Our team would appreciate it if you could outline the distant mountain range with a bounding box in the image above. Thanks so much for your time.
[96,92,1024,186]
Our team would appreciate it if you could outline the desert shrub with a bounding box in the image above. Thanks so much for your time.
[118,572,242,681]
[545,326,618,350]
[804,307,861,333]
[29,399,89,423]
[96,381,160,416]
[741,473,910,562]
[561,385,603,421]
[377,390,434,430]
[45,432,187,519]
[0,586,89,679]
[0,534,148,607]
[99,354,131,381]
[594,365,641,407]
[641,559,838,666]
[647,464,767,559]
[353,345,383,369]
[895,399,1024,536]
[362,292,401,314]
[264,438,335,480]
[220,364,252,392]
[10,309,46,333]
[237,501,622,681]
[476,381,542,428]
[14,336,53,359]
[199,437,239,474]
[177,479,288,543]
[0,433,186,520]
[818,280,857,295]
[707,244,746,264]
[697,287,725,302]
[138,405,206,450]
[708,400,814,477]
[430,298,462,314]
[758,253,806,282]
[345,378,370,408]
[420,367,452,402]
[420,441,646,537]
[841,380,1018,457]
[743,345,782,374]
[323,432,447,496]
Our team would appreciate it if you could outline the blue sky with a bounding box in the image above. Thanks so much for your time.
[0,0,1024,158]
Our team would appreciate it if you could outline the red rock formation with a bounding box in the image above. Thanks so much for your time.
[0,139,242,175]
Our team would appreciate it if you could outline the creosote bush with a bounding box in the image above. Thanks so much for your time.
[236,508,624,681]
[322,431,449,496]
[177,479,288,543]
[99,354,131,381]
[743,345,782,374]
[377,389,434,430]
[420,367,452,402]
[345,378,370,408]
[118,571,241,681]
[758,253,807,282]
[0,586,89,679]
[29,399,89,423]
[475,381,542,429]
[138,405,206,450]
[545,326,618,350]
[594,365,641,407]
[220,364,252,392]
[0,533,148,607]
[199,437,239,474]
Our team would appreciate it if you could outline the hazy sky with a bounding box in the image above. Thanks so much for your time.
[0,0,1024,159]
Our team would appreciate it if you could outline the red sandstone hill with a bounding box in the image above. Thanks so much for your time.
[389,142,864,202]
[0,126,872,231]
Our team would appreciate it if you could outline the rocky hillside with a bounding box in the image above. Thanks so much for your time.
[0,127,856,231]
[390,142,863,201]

What is asked |
State how many lines of the items above contain the word "rocky", and reply with only that number.

Solution to this problem |
1